(Items from a dataset)
=== Begin Enclosure ===
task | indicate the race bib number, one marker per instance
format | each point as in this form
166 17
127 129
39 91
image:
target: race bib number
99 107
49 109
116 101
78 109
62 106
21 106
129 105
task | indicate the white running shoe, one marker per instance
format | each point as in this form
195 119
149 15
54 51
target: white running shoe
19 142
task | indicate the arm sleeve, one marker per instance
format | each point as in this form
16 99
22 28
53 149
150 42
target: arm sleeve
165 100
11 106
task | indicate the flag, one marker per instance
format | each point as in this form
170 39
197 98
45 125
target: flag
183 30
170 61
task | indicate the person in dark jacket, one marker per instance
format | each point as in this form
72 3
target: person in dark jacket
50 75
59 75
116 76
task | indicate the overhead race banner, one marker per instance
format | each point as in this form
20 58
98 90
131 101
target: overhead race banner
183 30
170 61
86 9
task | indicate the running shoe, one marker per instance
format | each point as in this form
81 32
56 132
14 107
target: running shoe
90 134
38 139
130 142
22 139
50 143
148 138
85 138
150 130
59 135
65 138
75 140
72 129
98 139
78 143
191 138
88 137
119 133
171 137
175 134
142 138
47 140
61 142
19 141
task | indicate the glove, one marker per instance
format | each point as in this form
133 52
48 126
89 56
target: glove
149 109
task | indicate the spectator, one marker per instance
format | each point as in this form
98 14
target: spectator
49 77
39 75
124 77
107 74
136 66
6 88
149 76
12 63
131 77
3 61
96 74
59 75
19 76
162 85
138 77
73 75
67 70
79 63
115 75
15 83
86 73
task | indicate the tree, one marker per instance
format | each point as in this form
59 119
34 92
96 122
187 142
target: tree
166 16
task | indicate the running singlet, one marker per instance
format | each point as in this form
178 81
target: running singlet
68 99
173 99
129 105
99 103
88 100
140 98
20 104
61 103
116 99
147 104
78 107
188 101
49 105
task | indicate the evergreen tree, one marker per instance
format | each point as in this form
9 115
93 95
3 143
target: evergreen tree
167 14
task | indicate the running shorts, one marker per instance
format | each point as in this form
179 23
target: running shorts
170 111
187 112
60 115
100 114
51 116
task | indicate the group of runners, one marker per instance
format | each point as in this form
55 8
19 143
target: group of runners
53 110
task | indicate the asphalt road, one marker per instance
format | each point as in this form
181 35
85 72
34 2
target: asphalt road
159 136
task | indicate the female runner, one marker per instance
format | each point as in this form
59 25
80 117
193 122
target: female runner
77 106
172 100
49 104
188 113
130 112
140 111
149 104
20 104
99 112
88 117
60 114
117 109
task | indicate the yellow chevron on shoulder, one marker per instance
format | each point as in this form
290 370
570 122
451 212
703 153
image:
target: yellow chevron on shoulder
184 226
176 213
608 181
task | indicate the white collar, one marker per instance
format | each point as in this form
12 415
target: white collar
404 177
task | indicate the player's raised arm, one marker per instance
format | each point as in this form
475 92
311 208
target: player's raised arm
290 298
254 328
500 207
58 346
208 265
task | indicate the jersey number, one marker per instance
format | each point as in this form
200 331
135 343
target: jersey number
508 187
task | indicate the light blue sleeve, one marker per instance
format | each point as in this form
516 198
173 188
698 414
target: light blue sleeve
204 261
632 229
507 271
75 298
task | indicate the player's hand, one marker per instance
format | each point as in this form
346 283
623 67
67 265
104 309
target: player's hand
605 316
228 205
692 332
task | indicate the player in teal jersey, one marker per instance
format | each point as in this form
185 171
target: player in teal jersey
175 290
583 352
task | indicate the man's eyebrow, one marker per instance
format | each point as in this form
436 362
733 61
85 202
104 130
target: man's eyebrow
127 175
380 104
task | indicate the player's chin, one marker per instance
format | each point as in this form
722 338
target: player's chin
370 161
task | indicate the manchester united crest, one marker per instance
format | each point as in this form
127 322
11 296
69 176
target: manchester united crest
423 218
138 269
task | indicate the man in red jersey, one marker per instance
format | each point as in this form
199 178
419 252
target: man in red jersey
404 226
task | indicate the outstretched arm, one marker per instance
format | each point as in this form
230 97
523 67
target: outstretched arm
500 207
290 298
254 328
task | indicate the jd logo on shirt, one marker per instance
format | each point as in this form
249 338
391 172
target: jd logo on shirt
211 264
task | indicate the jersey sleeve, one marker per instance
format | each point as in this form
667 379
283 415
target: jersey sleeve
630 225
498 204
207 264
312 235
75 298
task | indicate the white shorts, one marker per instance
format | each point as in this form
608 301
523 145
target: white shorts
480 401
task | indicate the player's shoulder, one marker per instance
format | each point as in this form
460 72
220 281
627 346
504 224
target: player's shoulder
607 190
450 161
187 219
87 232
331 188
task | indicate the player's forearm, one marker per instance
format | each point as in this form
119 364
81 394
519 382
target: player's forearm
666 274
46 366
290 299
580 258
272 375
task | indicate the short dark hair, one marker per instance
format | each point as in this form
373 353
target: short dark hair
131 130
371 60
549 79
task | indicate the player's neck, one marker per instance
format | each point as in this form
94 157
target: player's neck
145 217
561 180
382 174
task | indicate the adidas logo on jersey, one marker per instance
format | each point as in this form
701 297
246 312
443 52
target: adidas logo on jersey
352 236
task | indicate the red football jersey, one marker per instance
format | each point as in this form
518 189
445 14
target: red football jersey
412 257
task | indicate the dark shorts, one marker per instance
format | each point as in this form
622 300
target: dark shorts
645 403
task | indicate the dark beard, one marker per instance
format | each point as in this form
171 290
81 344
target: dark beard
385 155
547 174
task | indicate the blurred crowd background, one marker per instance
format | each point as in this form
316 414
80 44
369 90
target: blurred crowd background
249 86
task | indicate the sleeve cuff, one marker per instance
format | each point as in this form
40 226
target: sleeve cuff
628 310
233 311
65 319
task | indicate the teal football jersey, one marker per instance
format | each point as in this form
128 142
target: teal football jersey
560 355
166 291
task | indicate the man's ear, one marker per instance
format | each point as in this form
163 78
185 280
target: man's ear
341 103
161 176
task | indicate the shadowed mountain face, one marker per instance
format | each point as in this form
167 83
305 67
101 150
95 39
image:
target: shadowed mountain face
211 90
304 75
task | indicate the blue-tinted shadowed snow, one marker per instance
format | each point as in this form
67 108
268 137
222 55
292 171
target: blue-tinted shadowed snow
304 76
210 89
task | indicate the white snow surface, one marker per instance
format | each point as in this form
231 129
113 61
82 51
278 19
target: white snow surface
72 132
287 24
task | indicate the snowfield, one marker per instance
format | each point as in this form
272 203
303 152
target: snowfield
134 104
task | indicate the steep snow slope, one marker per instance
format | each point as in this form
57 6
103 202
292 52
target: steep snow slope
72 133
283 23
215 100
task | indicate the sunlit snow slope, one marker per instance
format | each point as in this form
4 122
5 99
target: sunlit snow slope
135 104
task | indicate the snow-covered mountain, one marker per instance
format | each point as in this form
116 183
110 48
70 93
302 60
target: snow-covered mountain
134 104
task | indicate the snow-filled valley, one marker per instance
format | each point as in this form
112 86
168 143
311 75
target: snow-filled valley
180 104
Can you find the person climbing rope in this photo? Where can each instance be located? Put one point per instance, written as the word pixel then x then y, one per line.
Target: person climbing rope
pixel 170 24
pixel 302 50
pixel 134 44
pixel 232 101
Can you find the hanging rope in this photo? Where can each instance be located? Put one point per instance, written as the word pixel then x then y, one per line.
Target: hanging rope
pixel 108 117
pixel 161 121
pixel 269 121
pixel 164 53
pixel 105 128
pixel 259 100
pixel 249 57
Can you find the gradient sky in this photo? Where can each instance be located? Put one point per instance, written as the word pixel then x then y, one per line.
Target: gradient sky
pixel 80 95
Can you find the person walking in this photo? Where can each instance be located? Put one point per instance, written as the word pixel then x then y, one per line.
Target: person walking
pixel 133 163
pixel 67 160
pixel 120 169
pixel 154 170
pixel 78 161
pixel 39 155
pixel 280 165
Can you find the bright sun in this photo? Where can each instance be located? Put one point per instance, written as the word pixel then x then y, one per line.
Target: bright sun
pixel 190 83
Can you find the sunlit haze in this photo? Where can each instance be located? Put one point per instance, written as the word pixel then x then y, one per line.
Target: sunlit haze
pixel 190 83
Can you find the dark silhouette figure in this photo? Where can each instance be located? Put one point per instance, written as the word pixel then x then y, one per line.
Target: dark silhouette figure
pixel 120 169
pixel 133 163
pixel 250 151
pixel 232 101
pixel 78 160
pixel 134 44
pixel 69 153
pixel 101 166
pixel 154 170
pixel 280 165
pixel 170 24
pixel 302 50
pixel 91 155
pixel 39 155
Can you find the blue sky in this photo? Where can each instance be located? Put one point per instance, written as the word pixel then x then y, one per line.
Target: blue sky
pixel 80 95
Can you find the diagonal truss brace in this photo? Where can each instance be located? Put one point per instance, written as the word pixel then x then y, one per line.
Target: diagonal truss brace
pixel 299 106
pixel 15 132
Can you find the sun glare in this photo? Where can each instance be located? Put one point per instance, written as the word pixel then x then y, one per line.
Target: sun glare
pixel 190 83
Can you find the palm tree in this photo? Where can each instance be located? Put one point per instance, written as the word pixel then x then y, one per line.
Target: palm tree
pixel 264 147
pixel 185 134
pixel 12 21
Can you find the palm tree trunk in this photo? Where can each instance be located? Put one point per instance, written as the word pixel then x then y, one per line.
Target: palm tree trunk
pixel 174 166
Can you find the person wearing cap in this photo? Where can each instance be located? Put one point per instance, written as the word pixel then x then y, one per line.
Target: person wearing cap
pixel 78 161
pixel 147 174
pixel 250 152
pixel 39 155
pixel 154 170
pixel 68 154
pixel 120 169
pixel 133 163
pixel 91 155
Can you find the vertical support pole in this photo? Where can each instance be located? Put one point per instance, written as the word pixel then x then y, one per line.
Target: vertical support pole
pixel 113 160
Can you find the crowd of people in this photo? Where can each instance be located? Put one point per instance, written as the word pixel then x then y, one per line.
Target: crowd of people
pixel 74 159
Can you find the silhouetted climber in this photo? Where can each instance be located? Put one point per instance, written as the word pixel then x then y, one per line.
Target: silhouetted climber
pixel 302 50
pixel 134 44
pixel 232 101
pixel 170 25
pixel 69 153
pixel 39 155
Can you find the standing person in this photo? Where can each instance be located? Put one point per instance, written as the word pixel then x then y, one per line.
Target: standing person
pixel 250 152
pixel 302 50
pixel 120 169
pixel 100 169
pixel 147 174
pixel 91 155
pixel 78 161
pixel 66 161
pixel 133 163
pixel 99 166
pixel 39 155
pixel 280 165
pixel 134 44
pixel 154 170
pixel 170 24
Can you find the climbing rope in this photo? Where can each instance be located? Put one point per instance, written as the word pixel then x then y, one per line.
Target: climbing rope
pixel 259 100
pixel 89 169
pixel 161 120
=== End Enclosure ===
◆ Assigned task ◆
Please transcribe only the lines in the records above running from the line that has "Target: palm tree trunk" through the line that has "Can you find the crowd", both included, exactly as they appear.

◆ Output of the task ◆
Target: palm tree trunk
pixel 174 166
Can you find the person wearing cap in this photo? Where can each instance be located? Put one point per instance, written as the word pixel then x then y, one per line.
Target: person wearing cap
pixel 78 161
pixel 147 174
pixel 250 152
pixel 39 155
pixel 154 170
pixel 68 154
pixel 120 169
pixel 133 163
pixel 91 155
Can you find the vertical support pole in this photo? Where can each instance be located? Put one point per instance, written as the word pixel then x then y, one per line.
Target: vertical support pole
pixel 113 160
Can you find the crowd of people in this photo? Where can each instance be located? Put one point per instance, written as the word pixel then x then y, one per line.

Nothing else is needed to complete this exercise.